STUDY QUESTIONS
1. In the thread about citing the Siouan List, what is Bryan trying to finish before the conference?
2. Please list everyone whose responses Saul wanted to quote, according to the thread about citing the Siouan List.

I also have cited List messages on occasion, though I think only in pretty informal contexts like conference presentations. As you point out, Saul, it is a public text, and I think it's legit to cite it the same way you would cite any online resource.

Perhaps it's good for us all to remind ourselves that everything we write to the List IS not only public but permanently archived...

C.

>>> Bryan James Gordon 04/24/14 5:59 PM >>>
Hi Saul,

I've cited Siouan List messages a few times before, often because the List is the only place I can find the relevant claims or data in an easily accessible form. I certainly welcome having my own List messages cited. That being said, for academic venues we have to keep in mind that the List is not peer-reviewed in the ordinary sense, and it's hard to know how on- or off-the-record things are. I'd like to continue your conversation about the relationship between language and culture (and also take part more actively in other Siouan stuff like helping out with edited volumes), but right now I'm frantically trying to finish my comprehensive exams so I'll have to put that off until the conference. Keep up the good work!

Bryan

2014-04-24 15:27 GMT-07:00 Saul Schwartz <sschwart at princeton.edu<mailto:sschwart at princeton.edu>>:
Dear all,

I am wondering about the social conventions (stated or unstated) for citing and/or quoting material from the Siouan Listserv. On the one hand, the List is archived for anyone to view here (http://listserv.linguistlist.org/cgi-bin/wa?A0=SIOUAN), so it is in some sense a public text. On the other hand, there is a strong sense of community among members of the List, and I have a feeling that we sometimes forget that we’re talking to each other in what is essentially a public forum (in the sense that the public can listen in on our conversation; one has to be a member to contribute, of course). I would be interested to hear general thoughts or thoughts related to the specific case described below.

For example, I am currently working on an article/dissertation chapter about how the relationship between “language” and “culture” is changing for many American Indians who no longer speak their heritage languages. Specifically, I am trying point out the irony that while many people support language revitalization because they believe that “the language” is essential for “the culture,” revitalization efforts themselves often remove heritage languages from their traditional cultural contexts in an effort to make them more relevant to learners—for example, by coming up with Siouan calques for English idioms. After discussing some examples from the literature and my own experiences working with Jimm’s Ioway, Otoe-Missouria Language Project, I wanted to mention some of the reactions on the List to the recent request to translate “curiouser and curiouser” from Alice in Wonderland; specifically, I wanted to quote parts of Bryan’s, Jimm’s, and Willem’s responses. I am including an excerpt from the draft of the paper below to give some context, but the paragraph that includes information from the Siouan Listserv is the second to last one.

Has a convention for citation and/or quotation already been established for the List? Are posts assumed to be citable and/or quotable unless otherwise stated? Do we expect someone wanting to cite and/or quote a post to contact the poster off-list to request permission before doing so? Etc....

All best,
Saul

Ironically, while efforts to revitalize heritage languages are often motivated by a belief that “the language” is an essential part of “the culture,” language revitalization itself often ends up separating codes from their traditionally associated cultural settings. David Samuels (2006), for example, discusses how conflicts between Apache traditionalists, who believe the language is too powerful for young speakers, and Christians, who believe the language is too un-Christian for their children, have narrowed the kind of language that can be taught in the community to object identification—in other words, children are learning a version of the language stripped of its indexical associations with traditional culture practices. But, as an Apache bilingual teacher wonders, if children are only learning how to use Apache to order a cheeseburger, what’s the point? (2006:551). M. Eleanor Nevins (2004) finds language classes are controversial in another Apache community because they fail to teach communicative competence, that is, social conventions for interaction that make particular codes culturally significant means of communication.

DATA EXCERPTS
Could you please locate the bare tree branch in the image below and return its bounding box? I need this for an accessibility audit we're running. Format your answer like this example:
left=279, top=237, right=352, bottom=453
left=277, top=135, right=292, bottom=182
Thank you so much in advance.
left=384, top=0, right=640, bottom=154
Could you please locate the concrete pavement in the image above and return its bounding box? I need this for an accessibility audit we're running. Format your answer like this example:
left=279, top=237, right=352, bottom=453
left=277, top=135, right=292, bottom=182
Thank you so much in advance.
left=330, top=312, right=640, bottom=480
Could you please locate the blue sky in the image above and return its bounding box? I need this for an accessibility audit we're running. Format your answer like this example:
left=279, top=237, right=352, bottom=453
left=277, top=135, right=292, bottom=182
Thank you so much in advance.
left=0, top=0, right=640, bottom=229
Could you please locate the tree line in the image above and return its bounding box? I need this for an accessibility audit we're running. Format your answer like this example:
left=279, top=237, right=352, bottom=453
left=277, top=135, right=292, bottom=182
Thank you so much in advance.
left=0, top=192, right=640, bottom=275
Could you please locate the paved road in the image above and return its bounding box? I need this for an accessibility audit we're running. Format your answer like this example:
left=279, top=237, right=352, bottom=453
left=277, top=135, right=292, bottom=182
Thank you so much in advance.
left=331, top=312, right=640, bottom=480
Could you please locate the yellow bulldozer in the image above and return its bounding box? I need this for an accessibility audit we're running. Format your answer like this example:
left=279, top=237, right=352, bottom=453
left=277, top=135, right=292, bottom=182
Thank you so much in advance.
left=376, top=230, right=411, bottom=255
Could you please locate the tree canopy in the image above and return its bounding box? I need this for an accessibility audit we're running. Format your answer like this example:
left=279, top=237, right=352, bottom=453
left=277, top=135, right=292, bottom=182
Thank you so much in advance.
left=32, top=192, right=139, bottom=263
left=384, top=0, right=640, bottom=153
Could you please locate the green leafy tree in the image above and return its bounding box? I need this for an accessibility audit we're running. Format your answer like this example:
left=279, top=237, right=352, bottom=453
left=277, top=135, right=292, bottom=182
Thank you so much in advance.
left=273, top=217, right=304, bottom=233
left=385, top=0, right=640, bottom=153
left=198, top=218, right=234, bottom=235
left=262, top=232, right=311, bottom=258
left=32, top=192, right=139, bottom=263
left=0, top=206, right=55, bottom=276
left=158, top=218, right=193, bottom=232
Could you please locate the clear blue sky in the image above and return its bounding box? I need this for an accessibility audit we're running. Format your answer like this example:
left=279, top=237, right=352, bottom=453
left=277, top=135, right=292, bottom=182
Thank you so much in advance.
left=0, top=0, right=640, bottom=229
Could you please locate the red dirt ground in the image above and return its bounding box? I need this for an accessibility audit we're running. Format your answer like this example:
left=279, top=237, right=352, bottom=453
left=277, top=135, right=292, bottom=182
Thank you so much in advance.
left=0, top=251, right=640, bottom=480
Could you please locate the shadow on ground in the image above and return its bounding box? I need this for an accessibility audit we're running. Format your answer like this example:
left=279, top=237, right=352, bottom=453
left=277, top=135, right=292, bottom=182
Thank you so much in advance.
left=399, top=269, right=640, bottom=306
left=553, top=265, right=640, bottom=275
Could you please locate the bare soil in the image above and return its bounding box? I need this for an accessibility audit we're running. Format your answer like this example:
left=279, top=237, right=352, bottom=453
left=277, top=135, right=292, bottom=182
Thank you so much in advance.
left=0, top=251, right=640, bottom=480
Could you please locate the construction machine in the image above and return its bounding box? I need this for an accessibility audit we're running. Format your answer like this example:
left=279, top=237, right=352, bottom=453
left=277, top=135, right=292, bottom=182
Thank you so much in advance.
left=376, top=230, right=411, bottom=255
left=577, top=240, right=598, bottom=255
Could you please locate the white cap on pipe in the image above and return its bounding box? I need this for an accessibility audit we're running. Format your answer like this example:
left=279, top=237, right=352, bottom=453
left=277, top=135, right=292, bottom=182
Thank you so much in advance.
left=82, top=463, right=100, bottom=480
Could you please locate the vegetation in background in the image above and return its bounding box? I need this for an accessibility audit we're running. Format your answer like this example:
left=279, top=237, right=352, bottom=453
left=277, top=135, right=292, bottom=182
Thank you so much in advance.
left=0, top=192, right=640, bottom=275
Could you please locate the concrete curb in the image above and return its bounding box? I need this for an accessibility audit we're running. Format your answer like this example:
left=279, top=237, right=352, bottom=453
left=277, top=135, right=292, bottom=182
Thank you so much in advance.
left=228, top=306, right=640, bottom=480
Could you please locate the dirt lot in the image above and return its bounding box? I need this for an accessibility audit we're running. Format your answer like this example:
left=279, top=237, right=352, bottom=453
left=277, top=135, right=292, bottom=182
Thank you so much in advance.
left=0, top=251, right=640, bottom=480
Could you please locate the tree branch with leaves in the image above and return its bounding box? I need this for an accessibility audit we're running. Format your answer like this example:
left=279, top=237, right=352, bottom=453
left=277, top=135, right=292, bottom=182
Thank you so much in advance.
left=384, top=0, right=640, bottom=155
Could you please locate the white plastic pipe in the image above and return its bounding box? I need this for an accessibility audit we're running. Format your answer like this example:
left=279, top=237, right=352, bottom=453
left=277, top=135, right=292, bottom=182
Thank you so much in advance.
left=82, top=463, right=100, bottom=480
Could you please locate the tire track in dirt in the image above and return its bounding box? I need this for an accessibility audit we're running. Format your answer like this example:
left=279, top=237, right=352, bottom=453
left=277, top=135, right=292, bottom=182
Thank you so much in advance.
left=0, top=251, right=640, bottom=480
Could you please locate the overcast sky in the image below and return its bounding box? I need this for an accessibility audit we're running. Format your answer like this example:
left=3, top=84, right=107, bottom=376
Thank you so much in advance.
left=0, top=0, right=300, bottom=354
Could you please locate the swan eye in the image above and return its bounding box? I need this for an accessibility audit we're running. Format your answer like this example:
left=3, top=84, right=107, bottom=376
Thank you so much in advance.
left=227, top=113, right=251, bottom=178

EXPECTED RESPONSES
1. His comprehensive exams.

2. Bryan, Jimm, Willem